Sussex I State Prison
- Interactive map of Sussex I State Prison
- Location: 24414 Musselwhite Drive Waverly, Virginia;
- Status: open
- Security class: maximum / mixed
- Capacity: 1139
- Opened: 1998
- Managed by: Virginia Department of Corrections
- Warden: Kemsy Bowles

= Sussex I State Prison =

Prison in Virginia, U.S.

Sussex I State Prison is a prison of the Virginia Department of Corrections located in unincorporated Sussex County, Virginia, near Waverly. It is adjacent to Sussex II State Prison, which lies to its northwest, just across Mussellwhite Drive.

The prison, a maximum security facility, opened in May 1998. It serves as an intake facility. It housed the state death row for men from the time it was moved from Mecklenburg Correctional Center in August, 1998 until the abolition of the death penalty in July, 2021. The actual execution chamber was at the Greensville Correctional Center.

==Security Concerns==

In 2020, VADOC discovered that inmates at both Sussex I and Sussex II state prisons were able to jam their cell doors -- which allowed them to leave their cells without staff approval. This resulted in the cell doors not being able to close properly, which was identified as an immediate safety hazard. The agency commenced on a project to replace all cell doors in the facilities at a cost of $13.6 million dollars. In the meanwhile, each cell door was secured with a keyed padlock on a temporary basis with additional staff assigned to the cell house for the purposes of being able to unlock the cells in the event of a fire emergency in the unit. The installed temporary locking procedures were deemed in compliance by the Virginia State Fire Marshal's Office during a surprise inspection of Sussex I State Prison on March 23, 2022.

Stored lines
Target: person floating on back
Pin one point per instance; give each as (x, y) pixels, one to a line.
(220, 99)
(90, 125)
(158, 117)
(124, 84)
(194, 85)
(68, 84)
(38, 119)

# [Task set]
A – Please reproduce the passage from the Sussex I State Prison text between "Prison in Virginia, U.S." and "across Mussellwhite Drive.", inclusive.
B – Answer these from the Sussex I State Prison text:
(i) What capacity is listed for the prison?
(ii) Where was the actual execution chamber?
(iii) On what date did the Virginia State Fire Marshal's Office make its surprise inspection?
Answer using only the Sussex I State Prison text.

# [Solutions to each task]
A –
Prison in Virginia, U.S.

Sussex I State Prison is a prison of the Virginia Department of Corrections located in unincorporated Sussex County, Virginia, near Waverly. It is adjacent to Sussex II State Prison, which lies to its northwest, just across Mussellwhite Drive.

B –
(i) 1139
(ii) At the Greensville Correctional Center
(iii) March 23, 2022